▶ _Work instructions_
From the humorous passage on the evolution of boating below, list every food that early hominids are said to have foraged for before they gave it up.

▶ _Passage provided_
-- -- --

I’ve gotta figure it all started with that great biological mass known as the primordial ooze. Back when we were merely one-celled paramecia we were happy in that ooze. No worries, no complaints, just cruisin’ around the old ooze puddle. That’s where we first learned that being on the water was good and that storms on the water were bad because that first lightning bolt struck the ooze, sparking off evolution and started us down the path to fretting about keeping our teak neat. Things haven’t been the same since.
First as bugs, then reptiles, then early mammals we were too busy trying to eat while not being eaten so for a few eons little happened in the way of boat design and construction... though as mammals–particularly during our beaver stage–we were preoccupied with building things on the water made out of wood. Fortunately, the early beavers had not yet gnawed down any teak trees so the evolutionary rush toward boat building was still moving right along.
We evolved into monkeys, then apes and experimentation with floating objects began. Tossing twigs and sticks in the stream and watching them float off into the distance to some unknown destination grew boring, thus we yearned for something that would provide a bit more flotation, like logs. Unfortunately, crocodiles were always lying in wait for a dumb ape to wander down to the water’s edge to throw sticks into the stream and look for floating logs, so the progression towards catamaran and hydrofoil development was put off for a few more millennia.
As early hominids we gave up foraging for grubs, roots and berries (and the occasional treat of rotted carcass pickings) so took to wandering the plains in search of wildebeest to poke at with our recently discovered pointy sticks (our fascination with wood things had really progressed by now). Once we downed a few of those critters and ate them, we had leisure time on our hands and the first weekend came to be.
Can you just imagine that first dockside chat?
“Wildebeast good, Thag. Me bored. What do now?”
“Me want go down to water, Crom. Relax, drink happy tree sap, oogle at beast-women.
“Me tired just standing at water’s edge, Thag. Want be ON water. Log float by. Me get on log, float on water. Then Beast-Woman want come when she see me floating on log with happy tree sap. Then nookie-nookie. Happy tree sap good.”
The next thing you knew, Neanderthals were floating astride tree trunks all up and down the river. Hunting took a back seat for a while but, eventually, the Beast-Women forced the men to fetch more food. This was histories first recorded Monday.
It didn’t take long before these guys realized that the bigger their log, the more Beast-Women they could attract and pack onboard, furthering the genetic selection process to favor those who liked floating on the water. In time, these early mariners reasoned that keeping the Beast-Women out on the water as long as possible had its benefits so they made bigger boats by lashing trunks together with vines, fashioning paddles from mastodon tusks and constructing sails from palm fronds. Quad-hedrial hulls, turbines engines and surface piercing propellers came a bit later but there was still no teak to be found so progress rushed forth unabated.

-- -- --

Items listed in a dataset
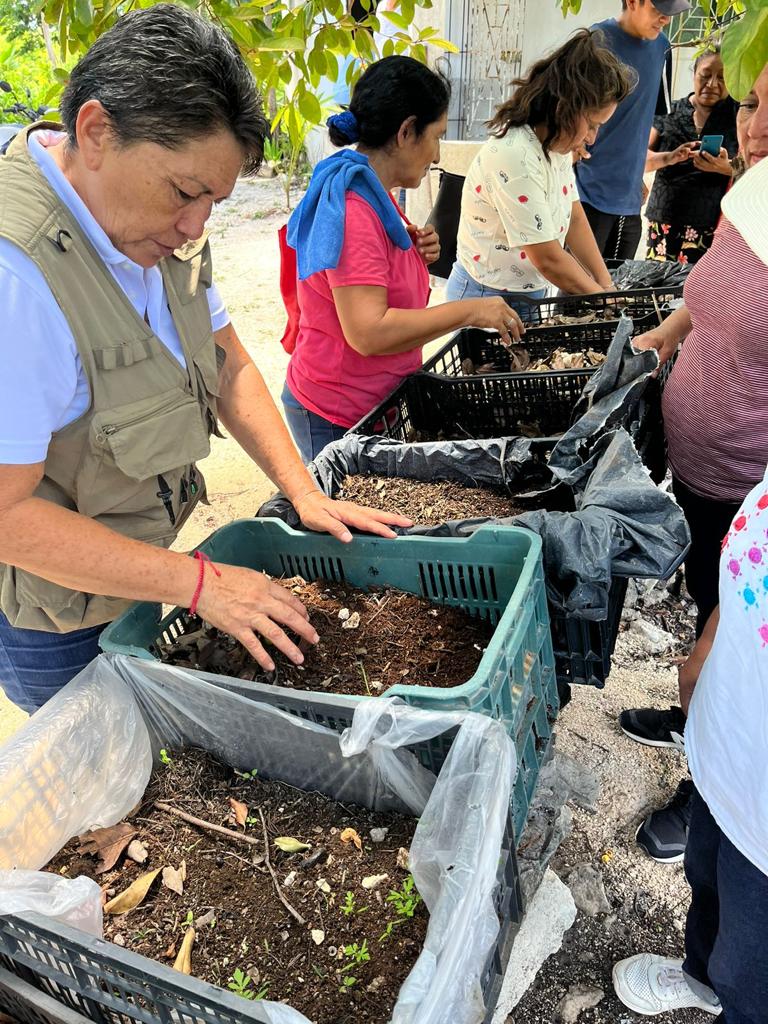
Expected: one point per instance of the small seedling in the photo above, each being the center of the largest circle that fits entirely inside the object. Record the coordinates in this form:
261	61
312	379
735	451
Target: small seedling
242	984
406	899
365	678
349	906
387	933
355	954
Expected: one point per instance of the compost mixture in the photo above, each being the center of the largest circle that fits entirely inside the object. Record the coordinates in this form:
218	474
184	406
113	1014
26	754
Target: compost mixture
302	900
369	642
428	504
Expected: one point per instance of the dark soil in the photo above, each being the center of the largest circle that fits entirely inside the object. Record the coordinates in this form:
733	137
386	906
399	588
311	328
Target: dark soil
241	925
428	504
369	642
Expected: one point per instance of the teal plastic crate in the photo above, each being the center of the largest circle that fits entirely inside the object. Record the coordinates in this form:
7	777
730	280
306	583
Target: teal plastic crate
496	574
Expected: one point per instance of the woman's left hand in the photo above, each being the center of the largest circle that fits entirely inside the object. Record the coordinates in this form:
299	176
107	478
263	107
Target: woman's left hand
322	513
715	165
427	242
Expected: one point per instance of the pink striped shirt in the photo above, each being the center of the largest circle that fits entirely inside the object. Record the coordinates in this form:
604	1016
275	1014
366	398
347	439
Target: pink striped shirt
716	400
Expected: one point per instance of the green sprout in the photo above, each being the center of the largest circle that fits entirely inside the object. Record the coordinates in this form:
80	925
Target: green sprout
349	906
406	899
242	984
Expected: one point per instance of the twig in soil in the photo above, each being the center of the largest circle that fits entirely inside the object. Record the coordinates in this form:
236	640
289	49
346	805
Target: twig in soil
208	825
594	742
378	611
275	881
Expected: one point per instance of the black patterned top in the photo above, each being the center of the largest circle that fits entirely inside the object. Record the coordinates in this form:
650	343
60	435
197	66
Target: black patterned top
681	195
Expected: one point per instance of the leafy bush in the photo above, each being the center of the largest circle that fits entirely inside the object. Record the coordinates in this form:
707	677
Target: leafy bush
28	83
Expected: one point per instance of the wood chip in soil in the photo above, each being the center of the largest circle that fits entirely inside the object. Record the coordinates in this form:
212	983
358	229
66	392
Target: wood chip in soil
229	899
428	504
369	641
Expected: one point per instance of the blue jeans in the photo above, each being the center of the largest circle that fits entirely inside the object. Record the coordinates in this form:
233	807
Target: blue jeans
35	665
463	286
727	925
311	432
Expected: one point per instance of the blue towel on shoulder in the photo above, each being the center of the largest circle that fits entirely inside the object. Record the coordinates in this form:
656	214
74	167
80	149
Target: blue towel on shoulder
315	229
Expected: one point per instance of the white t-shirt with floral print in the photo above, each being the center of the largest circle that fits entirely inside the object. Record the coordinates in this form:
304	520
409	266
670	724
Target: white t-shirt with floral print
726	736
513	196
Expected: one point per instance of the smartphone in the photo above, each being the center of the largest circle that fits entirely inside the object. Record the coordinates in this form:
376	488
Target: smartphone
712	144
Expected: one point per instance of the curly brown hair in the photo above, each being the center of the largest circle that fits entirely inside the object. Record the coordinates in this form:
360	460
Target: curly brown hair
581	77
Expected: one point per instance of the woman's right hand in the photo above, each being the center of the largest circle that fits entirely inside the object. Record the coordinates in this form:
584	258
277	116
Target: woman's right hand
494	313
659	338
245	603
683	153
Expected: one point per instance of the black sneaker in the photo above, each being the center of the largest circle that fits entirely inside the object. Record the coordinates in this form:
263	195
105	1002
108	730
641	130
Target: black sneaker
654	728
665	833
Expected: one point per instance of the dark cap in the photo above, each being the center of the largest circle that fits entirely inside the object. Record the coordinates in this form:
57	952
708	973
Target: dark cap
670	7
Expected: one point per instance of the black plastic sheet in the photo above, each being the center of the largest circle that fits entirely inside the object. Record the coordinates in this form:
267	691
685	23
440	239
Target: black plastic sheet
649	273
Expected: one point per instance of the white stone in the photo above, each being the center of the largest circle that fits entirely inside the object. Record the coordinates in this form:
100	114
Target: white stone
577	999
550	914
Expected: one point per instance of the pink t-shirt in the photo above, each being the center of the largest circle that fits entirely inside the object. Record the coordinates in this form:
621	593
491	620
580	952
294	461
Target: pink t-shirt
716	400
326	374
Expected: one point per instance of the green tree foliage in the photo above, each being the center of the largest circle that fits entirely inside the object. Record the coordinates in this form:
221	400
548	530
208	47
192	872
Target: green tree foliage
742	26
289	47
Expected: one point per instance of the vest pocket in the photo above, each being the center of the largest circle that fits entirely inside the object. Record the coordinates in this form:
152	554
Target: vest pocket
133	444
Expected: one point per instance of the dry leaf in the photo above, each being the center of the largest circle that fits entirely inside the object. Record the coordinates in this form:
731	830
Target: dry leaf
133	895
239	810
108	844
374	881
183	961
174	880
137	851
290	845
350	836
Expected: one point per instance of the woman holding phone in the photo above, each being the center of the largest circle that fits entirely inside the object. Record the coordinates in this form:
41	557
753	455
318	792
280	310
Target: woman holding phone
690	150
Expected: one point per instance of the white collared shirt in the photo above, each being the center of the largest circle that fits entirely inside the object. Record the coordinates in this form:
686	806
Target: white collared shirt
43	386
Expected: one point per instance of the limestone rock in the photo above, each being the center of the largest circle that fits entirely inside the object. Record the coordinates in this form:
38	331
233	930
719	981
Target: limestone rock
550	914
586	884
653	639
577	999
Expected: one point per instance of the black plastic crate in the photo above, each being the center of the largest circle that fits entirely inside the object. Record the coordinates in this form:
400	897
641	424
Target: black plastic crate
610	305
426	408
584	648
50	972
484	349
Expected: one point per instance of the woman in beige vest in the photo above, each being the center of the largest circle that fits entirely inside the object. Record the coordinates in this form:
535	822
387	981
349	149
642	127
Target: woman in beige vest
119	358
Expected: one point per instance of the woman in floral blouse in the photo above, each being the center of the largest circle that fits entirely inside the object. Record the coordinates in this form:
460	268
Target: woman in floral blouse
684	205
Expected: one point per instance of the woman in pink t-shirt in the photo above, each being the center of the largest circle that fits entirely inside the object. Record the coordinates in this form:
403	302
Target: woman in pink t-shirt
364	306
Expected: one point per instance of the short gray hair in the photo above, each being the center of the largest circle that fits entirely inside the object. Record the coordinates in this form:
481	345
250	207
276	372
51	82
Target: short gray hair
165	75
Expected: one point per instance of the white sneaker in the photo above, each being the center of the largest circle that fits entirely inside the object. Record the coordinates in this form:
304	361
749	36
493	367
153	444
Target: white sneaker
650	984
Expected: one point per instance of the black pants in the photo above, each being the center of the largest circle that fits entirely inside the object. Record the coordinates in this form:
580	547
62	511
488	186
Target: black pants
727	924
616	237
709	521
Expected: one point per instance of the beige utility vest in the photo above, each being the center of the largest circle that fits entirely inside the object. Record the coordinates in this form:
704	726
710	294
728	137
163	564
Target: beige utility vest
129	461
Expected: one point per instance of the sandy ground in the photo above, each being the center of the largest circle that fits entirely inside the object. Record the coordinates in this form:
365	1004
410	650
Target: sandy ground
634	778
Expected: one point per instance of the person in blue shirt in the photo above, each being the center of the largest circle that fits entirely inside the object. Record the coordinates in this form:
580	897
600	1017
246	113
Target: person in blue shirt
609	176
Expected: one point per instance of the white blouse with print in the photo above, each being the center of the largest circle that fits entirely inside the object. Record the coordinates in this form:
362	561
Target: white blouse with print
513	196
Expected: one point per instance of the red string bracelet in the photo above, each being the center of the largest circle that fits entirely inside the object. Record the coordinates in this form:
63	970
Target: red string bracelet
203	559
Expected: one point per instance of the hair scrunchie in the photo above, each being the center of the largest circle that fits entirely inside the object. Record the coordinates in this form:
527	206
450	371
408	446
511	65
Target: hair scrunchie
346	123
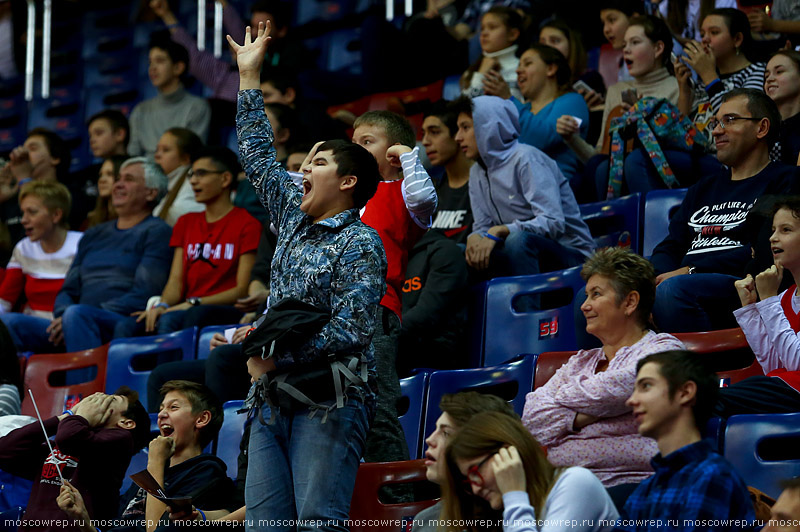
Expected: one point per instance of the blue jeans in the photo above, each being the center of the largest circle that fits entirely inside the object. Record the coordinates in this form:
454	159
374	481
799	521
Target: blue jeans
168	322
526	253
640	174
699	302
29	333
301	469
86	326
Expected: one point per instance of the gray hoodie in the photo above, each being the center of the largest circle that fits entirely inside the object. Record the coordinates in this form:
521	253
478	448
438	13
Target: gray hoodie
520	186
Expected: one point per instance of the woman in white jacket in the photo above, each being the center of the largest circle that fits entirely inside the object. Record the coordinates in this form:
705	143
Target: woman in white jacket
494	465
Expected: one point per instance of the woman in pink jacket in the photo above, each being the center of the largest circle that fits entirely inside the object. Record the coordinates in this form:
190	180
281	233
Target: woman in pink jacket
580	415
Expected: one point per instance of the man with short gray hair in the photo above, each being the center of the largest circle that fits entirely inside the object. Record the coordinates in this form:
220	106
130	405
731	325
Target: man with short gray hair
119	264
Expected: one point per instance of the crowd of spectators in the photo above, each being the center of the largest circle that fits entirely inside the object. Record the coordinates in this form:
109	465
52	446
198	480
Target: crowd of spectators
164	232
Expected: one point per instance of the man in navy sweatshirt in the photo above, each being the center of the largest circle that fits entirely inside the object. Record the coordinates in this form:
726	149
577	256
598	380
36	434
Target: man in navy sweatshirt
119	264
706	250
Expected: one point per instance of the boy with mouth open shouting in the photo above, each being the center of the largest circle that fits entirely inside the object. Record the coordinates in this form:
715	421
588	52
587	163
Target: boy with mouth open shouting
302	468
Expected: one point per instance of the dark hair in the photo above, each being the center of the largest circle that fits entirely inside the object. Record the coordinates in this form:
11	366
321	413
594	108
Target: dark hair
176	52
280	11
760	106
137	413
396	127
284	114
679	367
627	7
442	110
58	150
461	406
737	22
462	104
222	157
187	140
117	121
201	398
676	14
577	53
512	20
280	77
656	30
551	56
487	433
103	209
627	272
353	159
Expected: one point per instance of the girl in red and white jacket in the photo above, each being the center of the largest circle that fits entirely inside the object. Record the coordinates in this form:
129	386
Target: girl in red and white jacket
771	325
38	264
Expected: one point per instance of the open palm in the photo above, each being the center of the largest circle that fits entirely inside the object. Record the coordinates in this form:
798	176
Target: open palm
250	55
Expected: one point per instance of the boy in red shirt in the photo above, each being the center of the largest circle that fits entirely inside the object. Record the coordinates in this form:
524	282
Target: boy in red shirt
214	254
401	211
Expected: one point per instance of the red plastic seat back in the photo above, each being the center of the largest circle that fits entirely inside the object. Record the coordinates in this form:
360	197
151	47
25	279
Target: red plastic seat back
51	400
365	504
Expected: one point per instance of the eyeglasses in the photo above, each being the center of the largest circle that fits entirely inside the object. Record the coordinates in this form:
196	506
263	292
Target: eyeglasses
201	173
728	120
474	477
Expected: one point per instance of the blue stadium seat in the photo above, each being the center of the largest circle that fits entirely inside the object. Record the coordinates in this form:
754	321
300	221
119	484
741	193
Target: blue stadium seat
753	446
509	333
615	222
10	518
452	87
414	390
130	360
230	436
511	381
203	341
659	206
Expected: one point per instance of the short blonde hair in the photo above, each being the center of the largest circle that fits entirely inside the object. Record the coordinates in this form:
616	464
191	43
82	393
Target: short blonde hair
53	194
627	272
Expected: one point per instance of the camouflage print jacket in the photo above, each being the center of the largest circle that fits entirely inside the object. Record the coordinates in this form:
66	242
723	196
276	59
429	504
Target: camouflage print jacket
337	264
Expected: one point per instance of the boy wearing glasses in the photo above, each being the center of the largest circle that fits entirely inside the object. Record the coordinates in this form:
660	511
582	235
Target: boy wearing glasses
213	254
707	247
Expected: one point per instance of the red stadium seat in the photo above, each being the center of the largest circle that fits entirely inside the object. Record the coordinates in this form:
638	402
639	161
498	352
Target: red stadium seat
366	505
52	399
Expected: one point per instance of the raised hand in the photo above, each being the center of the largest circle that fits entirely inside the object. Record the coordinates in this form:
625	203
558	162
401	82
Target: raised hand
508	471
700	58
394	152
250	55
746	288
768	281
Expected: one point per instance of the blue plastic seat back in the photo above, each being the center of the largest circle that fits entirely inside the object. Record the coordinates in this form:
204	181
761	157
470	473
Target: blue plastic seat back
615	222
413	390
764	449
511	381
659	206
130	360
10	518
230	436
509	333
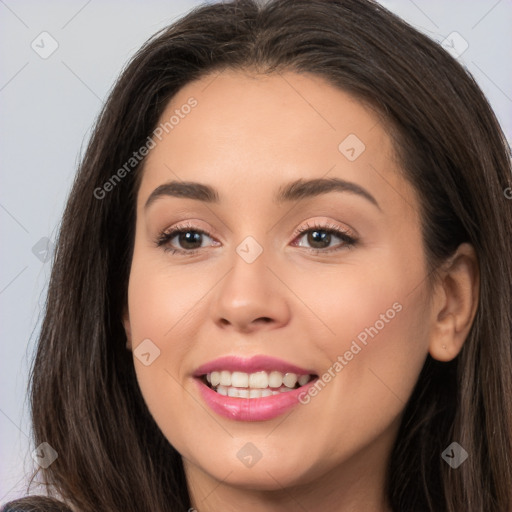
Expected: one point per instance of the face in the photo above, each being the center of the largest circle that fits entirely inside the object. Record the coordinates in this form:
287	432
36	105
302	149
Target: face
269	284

-- -- --

▶ _Result of this exercise_
Grubs, roots, berries, and the occasional treat of rotted carcass pickings.